● Trecho
Banco do Brasil cobrará na Justiça verba desviada por mensaleiros
Depois das primeiras prisões de condenados do mensalão, começam as movimentações para tentar reaver o dinheiro público desviado no esquema. Enquanto a Advocacia Geral da União (AGU) estuda formas de cobrar R$ 536 mil desviados da Câmara, o Banco do Brasil dá os primeiros passos atrás dos recursos que abasteceram o chamado valerioduto. Segundo o Supremo Tribunal Federal (STF), R$ 73,8 milhões da cota do BB no fundo Visanet foram repassados ao operador do mensalão, Marcos Valério, e utilizados para pagar propina a deputados aliados do governo Lula, entre 2003 e 2005.

● Problema a resolver
Cite literalmente, na notícia sobre o mensalão, tudo o que vai desde "Banco do Brasil cobrará" até "2003 e 2005.". Não é preciso usar os dados.

● Informações fornecidas
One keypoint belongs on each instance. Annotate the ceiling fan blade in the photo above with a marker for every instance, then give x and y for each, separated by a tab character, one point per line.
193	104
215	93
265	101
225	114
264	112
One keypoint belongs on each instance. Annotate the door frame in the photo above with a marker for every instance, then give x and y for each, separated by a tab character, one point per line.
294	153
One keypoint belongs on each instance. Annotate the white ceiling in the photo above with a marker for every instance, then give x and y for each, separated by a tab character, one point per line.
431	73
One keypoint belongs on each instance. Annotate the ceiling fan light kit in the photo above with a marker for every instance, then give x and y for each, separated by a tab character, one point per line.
...
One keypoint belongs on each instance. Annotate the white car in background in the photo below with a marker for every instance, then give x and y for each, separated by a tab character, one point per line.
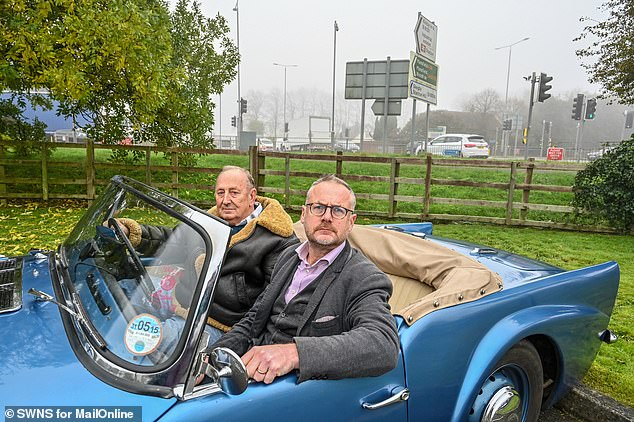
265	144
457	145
...
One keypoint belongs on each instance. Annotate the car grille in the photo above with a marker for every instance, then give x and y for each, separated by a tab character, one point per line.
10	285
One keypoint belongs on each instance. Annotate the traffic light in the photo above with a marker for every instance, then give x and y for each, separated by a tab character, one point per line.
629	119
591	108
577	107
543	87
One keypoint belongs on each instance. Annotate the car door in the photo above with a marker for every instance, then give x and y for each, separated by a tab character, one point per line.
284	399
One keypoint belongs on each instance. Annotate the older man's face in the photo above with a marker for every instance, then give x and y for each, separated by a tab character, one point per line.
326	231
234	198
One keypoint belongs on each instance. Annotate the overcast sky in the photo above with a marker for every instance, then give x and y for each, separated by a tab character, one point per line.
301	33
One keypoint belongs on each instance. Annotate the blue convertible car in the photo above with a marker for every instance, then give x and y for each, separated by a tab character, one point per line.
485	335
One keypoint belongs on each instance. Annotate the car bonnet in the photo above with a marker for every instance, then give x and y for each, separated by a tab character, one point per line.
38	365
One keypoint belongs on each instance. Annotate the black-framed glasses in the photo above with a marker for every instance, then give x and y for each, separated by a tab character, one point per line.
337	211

● Resultado
Banco do Brasil cobrará na Justiça verba desviada por mensaleiros
Depois das primeiras prisões de condenados do mensalão, começam as movimentações para tentar reaver o dinheiro público desviado no esquema. Enquanto a Advocacia Geral da União (AGU) estuda formas de cobrar R$ 536 mil desviados da Câmara, o Banco do Brasil dá os primeiros passos atrás dos recursos que abasteceram o chamado valerioduto. Segundo o Supremo Tribunal Federal (STF), R$ 73,8 milhões da cota do BB no fundo Visanet foram repassados ao operador do mensalão, Marcos Valério, e utilizados para pagar propina a deputados aliados do governo Lula, entre 2003 e 2005.